**Input records**
# # # #

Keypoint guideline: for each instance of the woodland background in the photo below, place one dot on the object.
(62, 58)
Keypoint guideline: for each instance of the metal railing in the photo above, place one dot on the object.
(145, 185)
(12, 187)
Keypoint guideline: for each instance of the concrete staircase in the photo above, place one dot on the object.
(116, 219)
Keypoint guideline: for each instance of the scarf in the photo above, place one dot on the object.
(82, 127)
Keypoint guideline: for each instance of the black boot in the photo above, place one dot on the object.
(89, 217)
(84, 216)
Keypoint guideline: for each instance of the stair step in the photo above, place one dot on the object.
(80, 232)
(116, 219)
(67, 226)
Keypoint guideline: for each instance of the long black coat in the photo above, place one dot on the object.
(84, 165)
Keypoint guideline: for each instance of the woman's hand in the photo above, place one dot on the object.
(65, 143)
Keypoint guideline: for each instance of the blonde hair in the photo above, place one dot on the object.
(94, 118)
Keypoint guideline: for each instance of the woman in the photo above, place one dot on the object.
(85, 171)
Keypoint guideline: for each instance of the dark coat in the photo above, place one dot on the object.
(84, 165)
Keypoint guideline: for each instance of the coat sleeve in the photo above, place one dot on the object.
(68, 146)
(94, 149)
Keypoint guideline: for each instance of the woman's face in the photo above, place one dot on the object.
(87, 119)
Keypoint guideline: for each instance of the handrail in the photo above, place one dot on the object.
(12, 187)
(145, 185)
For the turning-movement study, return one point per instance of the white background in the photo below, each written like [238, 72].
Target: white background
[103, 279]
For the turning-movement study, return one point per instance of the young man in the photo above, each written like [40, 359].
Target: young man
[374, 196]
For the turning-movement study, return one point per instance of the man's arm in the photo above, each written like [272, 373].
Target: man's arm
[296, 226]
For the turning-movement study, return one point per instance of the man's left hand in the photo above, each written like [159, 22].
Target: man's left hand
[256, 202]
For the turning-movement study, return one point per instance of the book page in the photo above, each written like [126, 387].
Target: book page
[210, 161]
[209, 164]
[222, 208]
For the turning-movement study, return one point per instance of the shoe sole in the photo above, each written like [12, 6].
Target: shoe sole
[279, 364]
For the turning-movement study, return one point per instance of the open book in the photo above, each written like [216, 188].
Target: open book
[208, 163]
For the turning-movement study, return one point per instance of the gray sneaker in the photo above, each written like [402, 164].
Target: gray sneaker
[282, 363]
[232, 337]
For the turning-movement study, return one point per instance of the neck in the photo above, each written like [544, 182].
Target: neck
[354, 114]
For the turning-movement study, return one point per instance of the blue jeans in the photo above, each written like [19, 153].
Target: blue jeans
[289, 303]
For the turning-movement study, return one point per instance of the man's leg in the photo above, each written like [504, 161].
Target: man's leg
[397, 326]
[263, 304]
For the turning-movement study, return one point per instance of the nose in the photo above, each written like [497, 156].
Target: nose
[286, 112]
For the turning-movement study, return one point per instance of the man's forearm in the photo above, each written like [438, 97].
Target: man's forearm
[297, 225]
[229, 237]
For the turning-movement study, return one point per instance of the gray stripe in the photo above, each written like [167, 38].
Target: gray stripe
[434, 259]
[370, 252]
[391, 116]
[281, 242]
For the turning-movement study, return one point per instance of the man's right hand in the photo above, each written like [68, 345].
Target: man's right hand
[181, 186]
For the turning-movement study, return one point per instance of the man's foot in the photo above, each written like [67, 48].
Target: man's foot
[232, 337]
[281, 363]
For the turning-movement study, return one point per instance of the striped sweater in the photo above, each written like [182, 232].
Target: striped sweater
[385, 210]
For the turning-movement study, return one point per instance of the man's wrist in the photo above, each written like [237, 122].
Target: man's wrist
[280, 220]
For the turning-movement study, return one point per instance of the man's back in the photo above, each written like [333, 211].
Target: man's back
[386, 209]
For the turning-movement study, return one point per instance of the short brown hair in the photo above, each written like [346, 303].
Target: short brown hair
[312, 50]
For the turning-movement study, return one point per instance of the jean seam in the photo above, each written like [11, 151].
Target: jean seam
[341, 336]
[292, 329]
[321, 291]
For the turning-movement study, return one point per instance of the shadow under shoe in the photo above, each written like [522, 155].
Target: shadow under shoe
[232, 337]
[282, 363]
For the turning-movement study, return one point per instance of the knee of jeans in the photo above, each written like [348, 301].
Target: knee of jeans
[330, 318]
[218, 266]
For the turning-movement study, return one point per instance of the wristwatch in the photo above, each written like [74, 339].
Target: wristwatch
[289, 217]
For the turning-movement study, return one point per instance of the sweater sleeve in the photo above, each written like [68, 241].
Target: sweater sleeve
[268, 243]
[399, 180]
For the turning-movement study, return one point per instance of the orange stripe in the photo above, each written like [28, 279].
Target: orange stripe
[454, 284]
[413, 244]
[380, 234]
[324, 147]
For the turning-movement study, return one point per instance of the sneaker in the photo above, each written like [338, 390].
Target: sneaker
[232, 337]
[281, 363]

# # # #

**Aim of the task**
Go through the material and set every line down again exactly.

**Result of this task**
Keypoint guideline: for each instance of the woodland background in the photo below, place one dot on the object.
(62, 58)
Keypoint guideline: for each instance of the metal railing in the photo above, place one dot on the object.
(145, 185)
(12, 187)
Keypoint guideline: for each instance of the concrete staircase in the photo above, place one dot on the object.
(116, 219)
Keypoint guideline: for each instance of the scarf in the photo above, place one dot on the object.
(82, 127)
Keypoint guideline: for each instance of the black boot in the photo above, place one dot on the object.
(89, 217)
(84, 216)
Keypoint guideline: for each instance of the stair step in the photo above, place one dot on the object.
(80, 232)
(116, 219)
(67, 226)
Keypoint guideline: for each instance of the long black coat in the photo above, place one dot on the object.
(84, 165)
Keypoint guideline: for each instance of the woman's hand in the photo above, place one dot on the object.
(65, 143)
Keypoint guideline: for each instance of the blonde hair in the photo above, place one dot on the object.
(94, 118)
Keypoint guideline: for each instance of the woman in the photo above, place one dot on the object.
(85, 171)
Keypoint guideline: for each instance of the dark coat in the photo above, place one dot on the object.
(84, 165)
Keypoint guideline: for each instance of the coat sleeve in the photo above, place one dot on the object.
(68, 146)
(94, 149)
Keypoint guideline: for each instance of the woman's face in the photo above, place one dot on the object.
(87, 119)
Keypoint guideline: for each instance of the handrail in the photo above, place one dot on the object.
(12, 187)
(145, 185)
For the turning-movement study, return one point per instance of the white background in the photo below, each written like [238, 72].
Target: white background
[103, 279]
For the turning-movement study, return one point per instance of the young man in the photo above, each written like [40, 359].
Target: young man
[374, 196]
For the turning-movement study, return one point per instance of the man's arm in the photo above, each written like [272, 373].
Target: man's arm
[296, 226]
For the turning-movement study, return one point per instance of the man's left hand in the photo above, each written like [159, 22].
Target: man's left hand
[256, 202]
For the turning-movement study, return one point per instance of the book page in the photo above, each written like [126, 387].
Target: book page
[210, 161]
[209, 164]
[222, 208]
For the turning-movement study, return one point per instance of the shoe sole in the photo above, each written like [12, 6].
Target: shoe sole
[279, 364]
For the turning-movement study, return one point per instance of the open book in the photo above, each written like [216, 188].
Target: open book
[208, 163]
For the turning-movement study, return one point per instance of the gray sneaker in the photo above, each written like [402, 164].
Target: gray sneaker
[282, 363]
[232, 337]
For the turning-movement study, return one point per instance of the neck in the photo above, each written like [544, 182].
Target: neck
[354, 114]
For the turning-movement study, return one point per instance of the blue jeans in the photo above, each written like [19, 153].
Target: blue jeans
[289, 303]
For the turning-movement study, return one point per instance of the man's leg in the photo above, each written like [504, 161].
Target: man's leg
[397, 326]
[263, 304]
For the turning-movement study, return one point per instance of the nose in the photo above, each written like [497, 156].
Target: nose
[286, 112]
For the turning-movement study, return one point per instance of the man's forearm in the photo above, each written like [438, 97].
Target: man's forearm
[297, 225]
[229, 237]
For the turning-movement study, return one point per instance of the gray stripe in the photo above, each written like [167, 38].
Target: gray stripe
[434, 259]
[370, 252]
[391, 116]
[281, 242]
For the turning-movement study, return one point per instance of the man's right hand in the photo above, each written like [68, 345].
Target: man's right hand
[181, 186]
For the turning-movement study, return one point per instance of the man's foot in the photo above, each written like [67, 48].
Target: man's foot
[232, 337]
[281, 363]
For the turning-movement study, return one point per instance of the striped sweater in the photo above, each written like [182, 232].
Target: striped sweater
[385, 210]
For the turning-movement study, return one point per instance of the man's wrist in the photo above, each written like [237, 122].
Target: man's wrist
[280, 220]
For the turning-movement study, return one point per instance of the man's back in the photo above, each written like [333, 211].
Target: man's back
[386, 209]
For the turning-movement study, return one point per instance of the short brown hair in the photo above, each written like [346, 303].
Target: short brown hair
[312, 50]
For the turning-movement study, return one point per instance of the jean seam in the photo above, each written like [11, 151].
Target: jean seam
[341, 336]
[292, 329]
[321, 291]
For the turning-movement study, return one point per instance of the shadow under shoe in the photo above, each written like [522, 155].
Target: shadow under shoe
[232, 337]
[282, 363]
For the turning-movement study, return one point per instance of the knee of jeans in the photo above, each written like [348, 301].
Target: knee of jeans
[330, 318]
[218, 266]
For the turning-movement study, return one point per instance of the wristwatch in the photo above, each written like [74, 339].
Target: wristwatch
[289, 217]
For the turning-movement study, return one point per instance of the sweater sleeve in the photo above, each written like [68, 241].
Target: sweater sleeve
[268, 243]
[399, 180]
For the turning-movement study, return one point per instance of the orange stripe in the photo above, each written like [28, 279].
Target: orange stripe
[454, 284]
[413, 244]
[380, 234]
[324, 147]
For the turning-movement study, return one point per instance of the sneaker in the photo above, each written like [338, 390].
Target: sneaker
[232, 337]
[281, 363]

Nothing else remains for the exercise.